►

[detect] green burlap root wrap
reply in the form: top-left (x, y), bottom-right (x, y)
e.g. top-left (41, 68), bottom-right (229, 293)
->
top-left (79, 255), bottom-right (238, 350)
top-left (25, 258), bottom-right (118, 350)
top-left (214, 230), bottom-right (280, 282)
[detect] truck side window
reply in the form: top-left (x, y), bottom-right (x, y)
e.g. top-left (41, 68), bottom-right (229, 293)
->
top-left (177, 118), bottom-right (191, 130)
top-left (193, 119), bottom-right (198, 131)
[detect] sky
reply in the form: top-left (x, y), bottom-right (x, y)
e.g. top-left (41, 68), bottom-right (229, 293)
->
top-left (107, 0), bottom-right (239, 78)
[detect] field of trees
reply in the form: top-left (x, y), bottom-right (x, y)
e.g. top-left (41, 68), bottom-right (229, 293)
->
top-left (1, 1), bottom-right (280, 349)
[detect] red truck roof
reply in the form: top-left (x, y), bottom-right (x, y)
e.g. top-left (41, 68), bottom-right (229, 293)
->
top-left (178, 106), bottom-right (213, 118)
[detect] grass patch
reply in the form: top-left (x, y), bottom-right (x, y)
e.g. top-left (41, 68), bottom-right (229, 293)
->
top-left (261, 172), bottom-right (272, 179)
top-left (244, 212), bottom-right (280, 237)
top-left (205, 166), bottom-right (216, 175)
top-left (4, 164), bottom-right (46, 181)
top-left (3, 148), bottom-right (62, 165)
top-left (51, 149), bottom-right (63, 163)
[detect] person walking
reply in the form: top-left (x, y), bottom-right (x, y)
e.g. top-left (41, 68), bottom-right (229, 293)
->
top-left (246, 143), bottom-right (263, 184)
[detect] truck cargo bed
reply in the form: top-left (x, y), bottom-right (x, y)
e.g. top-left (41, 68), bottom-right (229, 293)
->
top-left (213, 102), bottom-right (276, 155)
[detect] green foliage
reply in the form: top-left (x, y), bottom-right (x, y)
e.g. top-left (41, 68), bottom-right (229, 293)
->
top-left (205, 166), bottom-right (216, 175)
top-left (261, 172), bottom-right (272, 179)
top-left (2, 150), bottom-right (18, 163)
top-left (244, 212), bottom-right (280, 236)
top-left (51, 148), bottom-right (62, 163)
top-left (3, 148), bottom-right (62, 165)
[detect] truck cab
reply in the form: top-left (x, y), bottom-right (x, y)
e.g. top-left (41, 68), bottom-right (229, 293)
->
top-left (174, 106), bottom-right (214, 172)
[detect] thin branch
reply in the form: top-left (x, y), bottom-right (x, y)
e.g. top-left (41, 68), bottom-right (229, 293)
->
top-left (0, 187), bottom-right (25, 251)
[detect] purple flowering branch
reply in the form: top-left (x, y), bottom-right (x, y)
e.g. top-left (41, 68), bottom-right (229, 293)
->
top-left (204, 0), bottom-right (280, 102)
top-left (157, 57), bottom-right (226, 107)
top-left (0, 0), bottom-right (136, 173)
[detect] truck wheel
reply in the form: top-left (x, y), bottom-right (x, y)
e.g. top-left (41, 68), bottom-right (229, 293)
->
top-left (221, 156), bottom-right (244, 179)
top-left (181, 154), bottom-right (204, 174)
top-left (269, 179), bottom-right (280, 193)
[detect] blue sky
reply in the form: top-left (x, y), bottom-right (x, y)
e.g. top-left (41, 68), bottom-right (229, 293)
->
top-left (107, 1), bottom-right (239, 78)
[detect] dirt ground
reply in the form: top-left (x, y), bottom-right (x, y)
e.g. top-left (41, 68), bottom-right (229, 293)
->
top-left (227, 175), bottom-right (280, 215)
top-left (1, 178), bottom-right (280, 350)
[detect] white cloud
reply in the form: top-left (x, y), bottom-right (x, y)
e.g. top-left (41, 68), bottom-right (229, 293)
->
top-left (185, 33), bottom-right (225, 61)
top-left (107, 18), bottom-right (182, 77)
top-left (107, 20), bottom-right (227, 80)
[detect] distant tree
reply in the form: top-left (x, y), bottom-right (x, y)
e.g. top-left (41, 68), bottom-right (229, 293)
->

◄

Task statement:
Write out every line of the material exactly as it appears.

Task answer:
[detect] green burlap root wrap
reply in the form: top-left (x, y), bottom-right (x, y)
e.g. top-left (41, 68), bottom-right (229, 293)
->
top-left (79, 255), bottom-right (238, 350)
top-left (25, 258), bottom-right (118, 350)
top-left (214, 230), bottom-right (280, 282)
[detect] truck side window
reply in the form: top-left (x, y), bottom-right (x, y)
e.g. top-left (41, 68), bottom-right (229, 293)
->
top-left (177, 118), bottom-right (191, 130)
top-left (193, 119), bottom-right (198, 131)
[detect] sky
reply in the form: top-left (x, y), bottom-right (x, y)
e.g. top-left (41, 68), bottom-right (229, 293)
->
top-left (107, 0), bottom-right (239, 78)
[detect] field of trees
reply in the form: top-left (x, y), bottom-right (x, y)
e.g. top-left (41, 68), bottom-right (229, 293)
->
top-left (1, 1), bottom-right (280, 349)
[detect] red truck roof
reply in the form: top-left (x, y), bottom-right (x, y)
e.g. top-left (41, 68), bottom-right (229, 293)
->
top-left (178, 106), bottom-right (213, 118)
[detect] grass patch
reply in the form: top-left (x, y), bottom-right (x, y)
e.g. top-left (41, 68), bottom-right (229, 293)
->
top-left (261, 172), bottom-right (272, 179)
top-left (244, 212), bottom-right (280, 237)
top-left (205, 166), bottom-right (216, 175)
top-left (4, 164), bottom-right (46, 181)
top-left (3, 148), bottom-right (62, 165)
top-left (51, 149), bottom-right (63, 163)
[detect] person walking
reply in the form: top-left (x, y), bottom-right (x, y)
e.g. top-left (41, 68), bottom-right (229, 293)
->
top-left (246, 143), bottom-right (263, 184)
[detect] truck cargo bed
reply in the form: top-left (x, y), bottom-right (x, y)
e.g. top-left (41, 68), bottom-right (229, 293)
->
top-left (213, 102), bottom-right (276, 155)
[detect] green foliage
reply in the form: top-left (x, y), bottom-right (x, y)
e.g. top-left (41, 68), bottom-right (229, 293)
->
top-left (205, 166), bottom-right (216, 175)
top-left (261, 172), bottom-right (272, 179)
top-left (2, 150), bottom-right (18, 163)
top-left (244, 212), bottom-right (280, 236)
top-left (51, 148), bottom-right (62, 163)
top-left (3, 148), bottom-right (62, 165)
[detect] truck cab
reply in the form: top-left (x, y), bottom-right (x, y)
e.g. top-left (41, 68), bottom-right (229, 293)
->
top-left (174, 106), bottom-right (214, 172)
[detect] thin branch
reply in the form: top-left (x, y), bottom-right (x, y)
e.g. top-left (41, 68), bottom-right (229, 293)
->
top-left (0, 187), bottom-right (25, 251)
[detect] purple flowering branch
reply in the form: top-left (x, y), bottom-right (x, y)
e.g. top-left (41, 68), bottom-right (229, 293)
->
top-left (204, 0), bottom-right (280, 102)
top-left (157, 57), bottom-right (226, 107)
top-left (0, 0), bottom-right (136, 173)
[detect] truck wheel
reply in the form: top-left (x, y), bottom-right (x, y)
e.g. top-left (41, 68), bottom-right (229, 293)
->
top-left (221, 156), bottom-right (244, 179)
top-left (181, 154), bottom-right (204, 174)
top-left (269, 179), bottom-right (280, 193)
[detect] blue sky
reply in the form: top-left (x, y), bottom-right (x, y)
e.g. top-left (41, 68), bottom-right (229, 293)
->
top-left (107, 1), bottom-right (239, 78)
[detect] dirt ground
reply in the form: top-left (x, y), bottom-right (x, y)
e.g. top-left (41, 68), bottom-right (229, 293)
->
top-left (227, 175), bottom-right (280, 215)
top-left (1, 178), bottom-right (280, 350)
[detect] white cloud
reply in the form: top-left (x, y), bottom-right (x, y)
e.g. top-left (41, 68), bottom-right (229, 293)
->
top-left (185, 33), bottom-right (225, 61)
top-left (107, 18), bottom-right (182, 77)
top-left (107, 20), bottom-right (227, 80)
[detect] distant tree
reply in the form: top-left (x, y), bottom-right (x, y)
e.g. top-left (41, 68), bottom-right (229, 293)
->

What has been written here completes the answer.